[Stored data entries]
== Segment start ==

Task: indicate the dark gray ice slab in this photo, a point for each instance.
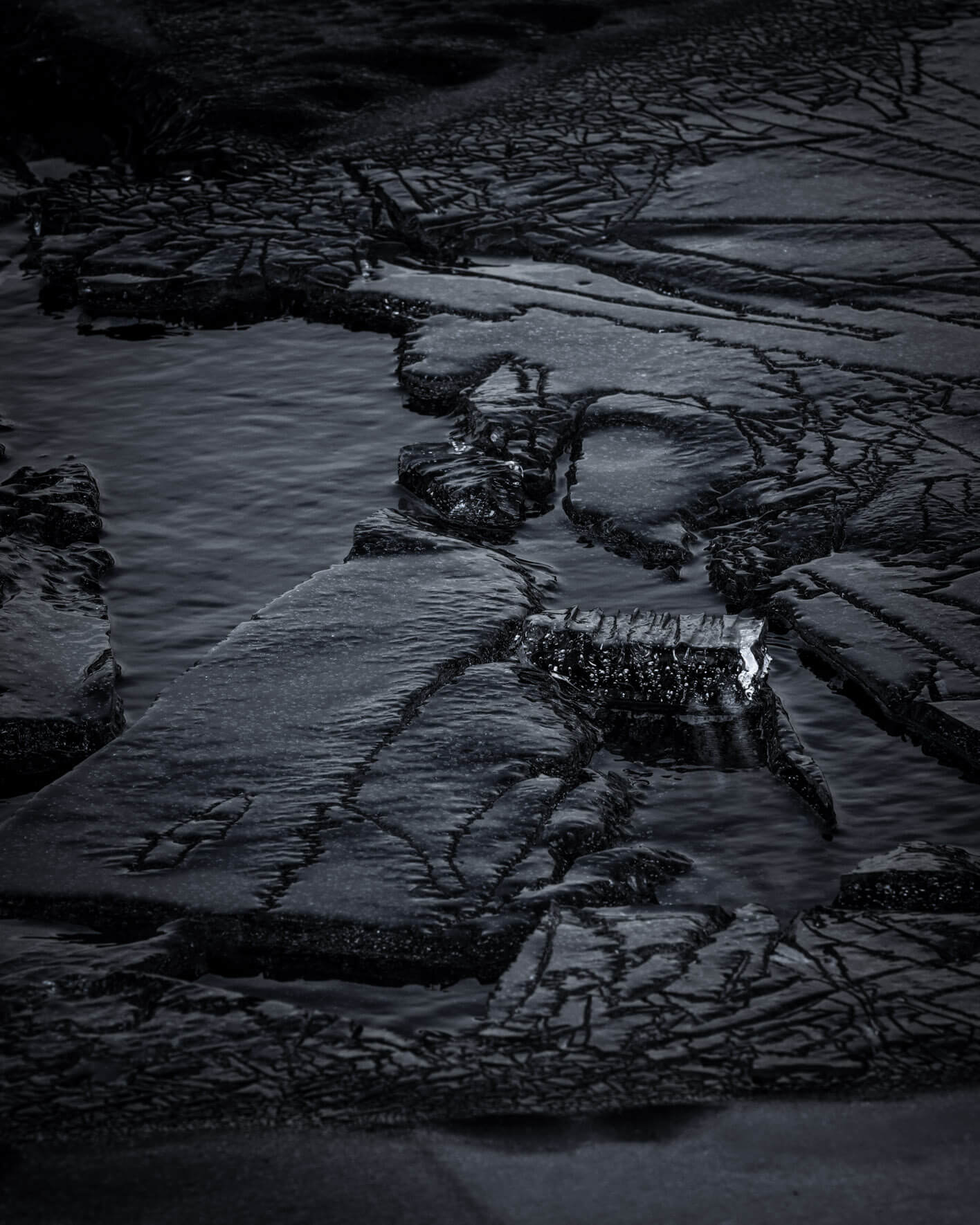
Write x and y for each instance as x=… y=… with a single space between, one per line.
x=916 y=876
x=58 y=700
x=907 y=635
x=463 y=484
x=499 y=463
x=230 y=798
x=703 y=997
x=510 y=415
x=680 y=663
x=648 y=471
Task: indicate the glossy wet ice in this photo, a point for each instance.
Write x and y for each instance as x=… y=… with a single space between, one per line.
x=234 y=463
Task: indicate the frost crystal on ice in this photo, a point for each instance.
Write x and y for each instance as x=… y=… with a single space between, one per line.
x=673 y=662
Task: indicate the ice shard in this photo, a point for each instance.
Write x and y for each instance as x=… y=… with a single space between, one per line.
x=680 y=663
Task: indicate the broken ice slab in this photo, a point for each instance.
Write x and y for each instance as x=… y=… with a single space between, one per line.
x=908 y=636
x=788 y=759
x=674 y=662
x=58 y=506
x=353 y=777
x=649 y=469
x=58 y=698
x=499 y=464
x=506 y=417
x=916 y=876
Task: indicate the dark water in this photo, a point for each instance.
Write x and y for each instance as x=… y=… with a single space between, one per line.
x=234 y=463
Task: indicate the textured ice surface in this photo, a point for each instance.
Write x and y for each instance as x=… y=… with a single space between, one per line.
x=673 y=662
x=916 y=876
x=58 y=700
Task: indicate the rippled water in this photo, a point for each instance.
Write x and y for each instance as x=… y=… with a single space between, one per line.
x=234 y=463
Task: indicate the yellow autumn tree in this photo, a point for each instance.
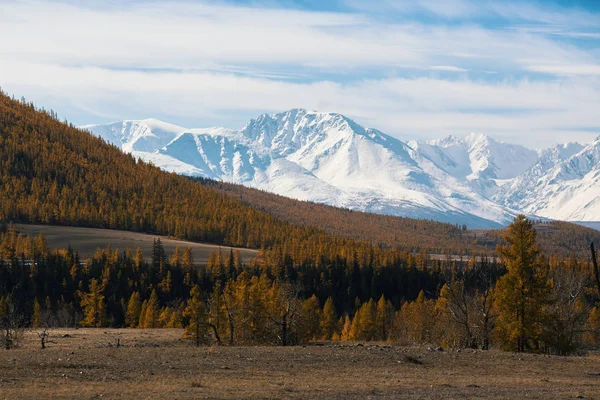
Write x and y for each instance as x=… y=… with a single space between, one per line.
x=94 y=308
x=152 y=312
x=521 y=294
x=195 y=312
x=37 y=317
x=363 y=325
x=329 y=320
x=384 y=317
x=134 y=308
x=310 y=320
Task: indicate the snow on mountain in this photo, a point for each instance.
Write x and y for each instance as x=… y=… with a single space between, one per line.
x=328 y=158
x=479 y=160
x=145 y=135
x=564 y=184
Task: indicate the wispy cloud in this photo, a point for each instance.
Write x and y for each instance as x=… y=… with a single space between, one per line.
x=422 y=68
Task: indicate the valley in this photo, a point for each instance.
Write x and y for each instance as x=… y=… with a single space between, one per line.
x=330 y=159
x=86 y=241
x=157 y=364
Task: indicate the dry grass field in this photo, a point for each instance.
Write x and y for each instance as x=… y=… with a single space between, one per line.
x=158 y=364
x=87 y=240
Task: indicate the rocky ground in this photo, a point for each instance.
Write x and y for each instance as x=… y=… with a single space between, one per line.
x=86 y=364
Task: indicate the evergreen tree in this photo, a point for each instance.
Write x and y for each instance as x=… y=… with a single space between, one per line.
x=329 y=320
x=195 y=312
x=36 y=321
x=134 y=308
x=94 y=308
x=521 y=294
x=152 y=314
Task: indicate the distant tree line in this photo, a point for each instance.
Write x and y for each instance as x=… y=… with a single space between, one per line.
x=527 y=303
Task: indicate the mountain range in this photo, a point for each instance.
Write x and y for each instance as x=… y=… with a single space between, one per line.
x=328 y=158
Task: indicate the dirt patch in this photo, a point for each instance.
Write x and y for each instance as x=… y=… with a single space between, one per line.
x=87 y=240
x=87 y=365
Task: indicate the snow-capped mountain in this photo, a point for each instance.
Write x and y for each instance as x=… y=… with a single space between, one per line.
x=564 y=184
x=328 y=158
x=482 y=162
x=145 y=135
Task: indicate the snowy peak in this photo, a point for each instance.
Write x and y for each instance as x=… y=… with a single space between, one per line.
x=137 y=135
x=285 y=133
x=478 y=158
x=329 y=158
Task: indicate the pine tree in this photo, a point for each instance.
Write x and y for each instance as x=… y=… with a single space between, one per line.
x=383 y=318
x=196 y=314
x=521 y=294
x=37 y=318
x=134 y=308
x=152 y=311
x=142 y=321
x=94 y=308
x=310 y=317
x=345 y=335
x=329 y=320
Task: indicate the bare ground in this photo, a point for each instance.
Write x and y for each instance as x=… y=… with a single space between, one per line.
x=87 y=240
x=158 y=364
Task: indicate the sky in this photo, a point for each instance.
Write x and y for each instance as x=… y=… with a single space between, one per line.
x=525 y=72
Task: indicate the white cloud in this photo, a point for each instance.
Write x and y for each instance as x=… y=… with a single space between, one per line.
x=421 y=107
x=195 y=61
x=448 y=68
x=591 y=69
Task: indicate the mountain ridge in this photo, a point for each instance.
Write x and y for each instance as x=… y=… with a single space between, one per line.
x=331 y=159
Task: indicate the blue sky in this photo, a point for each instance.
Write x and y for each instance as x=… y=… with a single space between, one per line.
x=521 y=71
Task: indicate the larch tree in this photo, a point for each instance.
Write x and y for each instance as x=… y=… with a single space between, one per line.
x=310 y=317
x=152 y=314
x=94 y=308
x=329 y=320
x=195 y=312
x=134 y=308
x=523 y=293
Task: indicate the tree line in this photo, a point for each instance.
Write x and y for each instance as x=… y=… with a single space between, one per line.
x=528 y=302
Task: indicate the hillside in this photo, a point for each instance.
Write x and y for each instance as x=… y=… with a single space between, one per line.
x=330 y=159
x=54 y=173
x=557 y=237
x=88 y=240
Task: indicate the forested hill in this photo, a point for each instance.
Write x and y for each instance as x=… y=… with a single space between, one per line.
x=563 y=238
x=53 y=173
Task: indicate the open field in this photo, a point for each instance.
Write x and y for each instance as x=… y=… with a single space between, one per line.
x=158 y=364
x=87 y=240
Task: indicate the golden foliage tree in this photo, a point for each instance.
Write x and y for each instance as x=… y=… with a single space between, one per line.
x=94 y=308
x=134 y=308
x=521 y=294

== Segment end ==

Task to carry out:
Using the records above, return verbatim only the part that opens with the line containing "Task: indicate the textured" and closes with the line containing "Task: indicate the valley"; pictures stay out.

Solution for this task:
Task: indicate the textured ice surface in this photo, a point for each instance.
Write x and y for each instance as x=… y=… with a single space between, one per line.
x=673 y=662
x=916 y=876
x=58 y=700
Task: indicate the rippled water in this photo, a point for each instance.
Write x and y for each instance as x=… y=… with a single space between, one per line.
x=234 y=463
Task: indicate the yellow autumn tree in this photo, a point for each instance.
Write x and y for each instance as x=… y=… with a single space between, one per line.
x=94 y=308
x=152 y=312
x=521 y=294
x=195 y=312
x=37 y=317
x=363 y=325
x=329 y=320
x=384 y=317
x=134 y=308
x=310 y=320
Task: indicate the snow on mountain in this photo, a point for each instance.
Write x and y for each instance as x=… y=… with a single space between, one per line.
x=328 y=158
x=479 y=160
x=145 y=135
x=564 y=184
Task: indicate the wispy cloud in this photo, a point for each instance.
Write x and y for each instance as x=… y=… with a single space between, one per line.
x=422 y=68
Task: indicate the valley in this photo, a point for each instance.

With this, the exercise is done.